> **Esercizio proposto**
Riporta integralmente, senza alcuna modifica, il brano seguente sulle Autorità di protezione dati come autorità di controllo per l'i.a.

> **Estratto della pagina**
In ragione della stretta interrelazione tra i.a. e protezione dati, della competenza già acquisita in materia dalle Autorità di protezione dati sul processo decisionale automatizzato (art. 22 del Regolamento UE 2016/679) e delle caratteristiche d’indipendenza che ne connotano lo statuto, sarebbe utile ragionare sulla soluzione proposta dal Comitato europeo per la protezione dati e dal Garante europeo. Con il parere congiunto n. 5 del 2021, essi hanno infatti suggerito l’individuazione, nelle Autorità di protezione dati, delle autorità di controllo per l’i.a.
Va, infatti, preliminarmente considerato che il Regolamento obbliga espressamente alla designazione delle Autorità di protezione dati quali autorità competenti rispetto all’applicazione di alcune sue disposizioni. Ai sensi dell’art. 74, p.8, infatti, “per i sistemi di IA ad alto rischio elencati nell’allegato III, punto 1, nella misura in cui tali sistemi sono utilizzati a fini di attività di contrasto, gestione delle frontiere, giustizia e democrazia e per i sistemi di IA ad alto rischio elencati nell’allegato III, punti 6, 7 e 8, gli Stati membri designano come autorità di vigilanza del mercato ai fini del presente regolamento le autorità di controllo competenti per la protezione dei dati a norma del regolamento (UE) 2016/679 o della direttiva (UE) 2016/680”. Inoltre, rispetto all’identificazione biometrica nell’ambito di attività di contrasto si prevede un vaglio autorizzatorio da parte di autorità giudiziarie o amministrative indipendenti (art. 5, p.3) tenute a verificare l’osservanza, tra l’altro, dei vincoli imposti dalla disciplina di protezione dati. Ciò implica, dunque, l’opportunità dell’attribuzione al Garante anche di tale funzione, in ragione della sua competenza sulle norme da applicare e delle sue caratteristiche di indipendenza.

> **Dati estratti**
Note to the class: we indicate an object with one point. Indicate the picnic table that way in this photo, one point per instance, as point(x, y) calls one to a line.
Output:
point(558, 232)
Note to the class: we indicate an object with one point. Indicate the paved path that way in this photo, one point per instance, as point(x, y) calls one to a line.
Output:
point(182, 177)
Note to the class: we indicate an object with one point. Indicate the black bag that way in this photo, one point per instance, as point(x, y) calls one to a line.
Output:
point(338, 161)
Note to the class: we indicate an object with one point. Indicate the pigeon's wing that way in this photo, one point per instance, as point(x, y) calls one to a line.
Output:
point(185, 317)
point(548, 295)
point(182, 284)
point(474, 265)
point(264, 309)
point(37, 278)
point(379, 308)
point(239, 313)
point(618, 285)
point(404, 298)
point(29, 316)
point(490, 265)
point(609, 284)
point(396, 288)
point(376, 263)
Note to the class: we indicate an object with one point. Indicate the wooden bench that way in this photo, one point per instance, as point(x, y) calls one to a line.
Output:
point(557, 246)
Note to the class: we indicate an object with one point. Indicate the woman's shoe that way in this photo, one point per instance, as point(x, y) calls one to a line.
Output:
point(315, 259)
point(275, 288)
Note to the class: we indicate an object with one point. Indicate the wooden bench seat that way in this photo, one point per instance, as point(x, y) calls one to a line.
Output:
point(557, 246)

> **Soluzione**
In ragione della stretta interrelazione tra i.a. e protezione dati, della competenza già acquisita in materia dalle Autorità di protezione dati sul processo decisionale automatizzato (art. 22 del Regolamento UE 2016/679) e delle caratteristiche d’indipendenza che ne connotano lo statuto, sarebbe utile ragionare sulla soluzione proposta dal Comitato europeo per la protezione dati e dal Garante europeo. Con il parere congiunto n. 5 del 2021, essi hanno infatti suggerito l’individuazione, nelle Autorità di protezione dati, delle autorità di controllo per l’i.a.
Va, infatti, preliminarmente considerato che il Regolamento obbliga espressamente alla designazione delle Autorità di protezione dati quali autorità competenti rispetto all’applicazione di alcune sue disposizioni. Ai sensi dell’art. 74, p.8, infatti, “per i sistemi di IA ad alto rischio elencati nell’allegato III, punto 1, nella misura in cui tali sistemi sono utilizzati a fini di attività di contrasto, gestione delle frontiere, giustizia e democrazia e per i sistemi di IA ad alto rischio elencati nell’allegato III, punti 6, 7 e 8, gli Stati membri designano come autorità di vigilanza del mercato ai fini del presente regolamento le autorità di controllo competenti per la protezione dei dati a norma del regolamento (UE) 2016/679 o della direttiva (UE) 2016/680”. Inoltre, rispetto all’identificazione biometrica nell’ambito di attività di contrasto si prevede un vaglio autorizzatorio da parte di autorità giudiziarie o amministrative indipendenti (art. 5, p.3) tenute a verificare l’osservanza, tra l’altro, dei vincoli imposti dalla disciplina di protezione dati. Ciò implica, dunque, l’opportunità dell’attribuzione al Garante anche di tale funzione, in ragione della sua competenza sulle norme da applicare e delle sue caratteristiche di indipendenza.